§ TASK REQUIREMENTS: Render the lines below as a JSON list of strings, one string per line, leaving out blank lines and the pictures.

________________________

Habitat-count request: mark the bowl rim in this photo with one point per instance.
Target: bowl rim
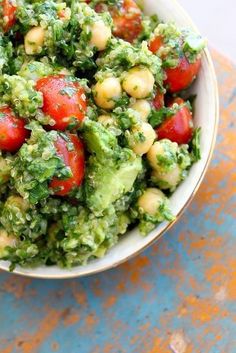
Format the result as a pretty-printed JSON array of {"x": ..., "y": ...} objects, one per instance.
[{"x": 94, "y": 271}]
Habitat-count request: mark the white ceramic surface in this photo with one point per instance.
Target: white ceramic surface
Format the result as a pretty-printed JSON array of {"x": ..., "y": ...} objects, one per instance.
[{"x": 206, "y": 116}]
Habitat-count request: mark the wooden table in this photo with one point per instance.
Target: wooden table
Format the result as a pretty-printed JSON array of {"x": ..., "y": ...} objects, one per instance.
[{"x": 178, "y": 296}]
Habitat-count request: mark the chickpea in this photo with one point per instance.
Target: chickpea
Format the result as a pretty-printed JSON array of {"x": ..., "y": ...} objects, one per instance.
[
  {"x": 139, "y": 82},
  {"x": 162, "y": 148},
  {"x": 146, "y": 132},
  {"x": 34, "y": 40},
  {"x": 106, "y": 92},
  {"x": 106, "y": 120},
  {"x": 171, "y": 179},
  {"x": 151, "y": 200},
  {"x": 6, "y": 240},
  {"x": 143, "y": 107},
  {"x": 100, "y": 35}
]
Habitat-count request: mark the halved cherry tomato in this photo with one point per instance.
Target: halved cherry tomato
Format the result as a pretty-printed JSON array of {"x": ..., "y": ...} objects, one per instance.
[
  {"x": 127, "y": 21},
  {"x": 12, "y": 130},
  {"x": 8, "y": 14},
  {"x": 156, "y": 44},
  {"x": 63, "y": 100},
  {"x": 179, "y": 127},
  {"x": 158, "y": 101},
  {"x": 181, "y": 76},
  {"x": 74, "y": 159}
]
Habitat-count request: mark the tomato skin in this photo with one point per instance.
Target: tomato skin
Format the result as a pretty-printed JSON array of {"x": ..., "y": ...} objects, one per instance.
[
  {"x": 12, "y": 130},
  {"x": 158, "y": 101},
  {"x": 127, "y": 21},
  {"x": 182, "y": 76},
  {"x": 9, "y": 12},
  {"x": 64, "y": 108},
  {"x": 75, "y": 160},
  {"x": 179, "y": 127}
]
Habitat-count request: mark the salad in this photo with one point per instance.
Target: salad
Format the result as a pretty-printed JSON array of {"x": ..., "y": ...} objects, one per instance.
[{"x": 95, "y": 128}]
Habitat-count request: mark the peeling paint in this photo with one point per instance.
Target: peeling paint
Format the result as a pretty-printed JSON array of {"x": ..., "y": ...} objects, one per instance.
[{"x": 179, "y": 296}]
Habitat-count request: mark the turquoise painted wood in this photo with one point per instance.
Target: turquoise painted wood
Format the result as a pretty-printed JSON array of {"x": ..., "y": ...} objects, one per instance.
[{"x": 178, "y": 296}]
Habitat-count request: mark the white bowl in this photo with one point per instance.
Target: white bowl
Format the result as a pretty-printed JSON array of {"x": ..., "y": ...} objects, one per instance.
[{"x": 206, "y": 116}]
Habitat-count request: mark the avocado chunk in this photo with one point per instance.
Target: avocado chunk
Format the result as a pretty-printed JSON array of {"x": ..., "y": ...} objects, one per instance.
[{"x": 105, "y": 183}]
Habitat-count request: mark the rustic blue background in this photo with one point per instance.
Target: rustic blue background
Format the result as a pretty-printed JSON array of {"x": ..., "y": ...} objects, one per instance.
[{"x": 179, "y": 296}]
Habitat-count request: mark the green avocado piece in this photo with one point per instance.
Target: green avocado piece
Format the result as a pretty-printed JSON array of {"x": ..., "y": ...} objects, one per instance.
[{"x": 106, "y": 184}]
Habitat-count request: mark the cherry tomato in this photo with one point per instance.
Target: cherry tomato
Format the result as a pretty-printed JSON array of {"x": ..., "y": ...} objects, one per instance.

________________________

§ WRITTEN ANSWER:
[
  "Habitat-count request: mark the bowl rim in this photo with one point per instance.",
  "Target: bowl rim",
  "Format the result as a pretty-printed JSON array of {\"x\": ..., \"y\": ...} objects, one per instance.",
  "[{\"x\": 94, \"y\": 271}]",
  "Habitat-count request: mark the white ceramic surface in this photo with one point per instance.",
  "Target: white ceramic surface",
  "Format the result as a pretty-printed JSON array of {\"x\": ..., \"y\": ...} objects, one per instance.",
  "[{\"x\": 206, \"y\": 116}]",
  "Habitat-count request: mark the wooden table in this photo with one point per instance.",
  "Target: wooden table",
  "Format the result as a pretty-printed JSON array of {\"x\": ..., \"y\": ...} objects, one per instance.",
  "[{\"x\": 178, \"y\": 296}]",
  "Habitat-count request: mark the chickpea in this photo with one point per instance.",
  "Target: chickpea",
  "Format the result as a pretty-printed JSON array of {\"x\": ..., \"y\": ...} objects, one per instance.",
  "[",
  "  {\"x\": 139, \"y\": 82},",
  "  {\"x\": 162, \"y\": 148},",
  "  {\"x\": 146, \"y\": 132},",
  "  {\"x\": 34, \"y\": 40},",
  "  {\"x\": 106, \"y\": 92},",
  "  {\"x\": 106, \"y\": 120},",
  "  {\"x\": 171, \"y\": 179},",
  "  {\"x\": 151, \"y\": 200},",
  "  {\"x\": 6, \"y\": 240},",
  "  {\"x\": 143, \"y\": 107},",
  "  {\"x\": 100, \"y\": 35}",
  "]",
  "Habitat-count request: mark the halved cherry tomato in this photo with one point per instance.",
  "Target: halved cherry tomato",
  "Format the result as a pretty-printed JSON array of {\"x\": ..., \"y\": ...} objects, one per instance.",
  "[",
  "  {\"x\": 127, \"y\": 21},",
  "  {\"x\": 12, \"y\": 130},",
  "  {\"x\": 8, \"y\": 14},",
  "  {\"x\": 156, \"y\": 44},",
  "  {\"x\": 63, \"y\": 100},",
  "  {\"x\": 179, \"y\": 127},",
  "  {\"x\": 158, \"y\": 101},",
  "  {\"x\": 181, \"y\": 76},",
  "  {\"x\": 74, \"y\": 159}",
  "]",
  "Habitat-count request: mark the tomato skin in this photo with one point per instance.",
  "Target: tomato skin",
  "Format the result as a pretty-printed JSON array of {\"x\": ..., \"y\": ...} objects, one per instance.",
  "[",
  "  {\"x\": 12, \"y\": 130},",
  "  {\"x\": 158, \"y\": 101},",
  "  {\"x\": 127, \"y\": 21},",
  "  {\"x\": 182, \"y\": 76},",
  "  {\"x\": 9, \"y\": 12},",
  "  {\"x\": 64, \"y\": 108},",
  "  {\"x\": 75, \"y\": 160},",
  "  {\"x\": 179, \"y\": 127}",
  "]",
  "Habitat-count request: mark the salad in this photo with one point per instance.",
  "Target: salad",
  "Format the result as a pretty-printed JSON array of {\"x\": ..., \"y\": ...} objects, one per instance.",
  "[{\"x\": 95, \"y\": 128}]",
  "Habitat-count request: mark the peeling paint in this photo with one point per instance.",
  "Target: peeling paint",
  "Format the result as a pretty-printed JSON array of {\"x\": ..., \"y\": ...} objects, one per instance.",
  "[{\"x\": 179, \"y\": 296}]",
  "Habitat-count request: mark the turquoise painted wood in this photo with one point per instance.",
  "Target: turquoise painted wood",
  "Format the result as a pretty-printed JSON array of {\"x\": ..., \"y\": ...} objects, one per instance.",
  "[{\"x\": 178, \"y\": 296}]",
  "Habitat-count request: mark the white bowl in this photo with one point per instance.",
  "Target: white bowl",
  "Format the result as a pretty-printed JSON array of {\"x\": ..., \"y\": ...} objects, one per instance.",
  "[{\"x\": 206, \"y\": 116}]",
  "Habitat-count request: mark the avocado chunk in this photo with one point per instance.",
  "Target: avocado chunk",
  "Format the result as a pretty-printed JSON array of {\"x\": ..., \"y\": ...} objects, one per instance.",
  "[{\"x\": 105, \"y\": 183}]",
  "Habitat-count request: mark the rustic blue background in this photo with one point per instance.",
  "Target: rustic blue background",
  "Format the result as a pretty-printed JSON array of {\"x\": ..., \"y\": ...} objects, one per instance.",
  "[{\"x\": 179, \"y\": 296}]",
  "Habitat-count request: mark the green avocado piece in this photo with one point per instance.",
  "Target: green avocado piece",
  "Format the result as a pretty-printed JSON array of {\"x\": ..., \"y\": ...} objects, one per instance.",
  "[{\"x\": 106, \"y\": 184}]",
  "Habitat-count request: mark the cherry tomato in this photo with one point per instance.",
  "Target: cherry tomato",
  "Format the result as a pretty-printed JSON array of {\"x\": ..., \"y\": ...} objects, one per instance."
]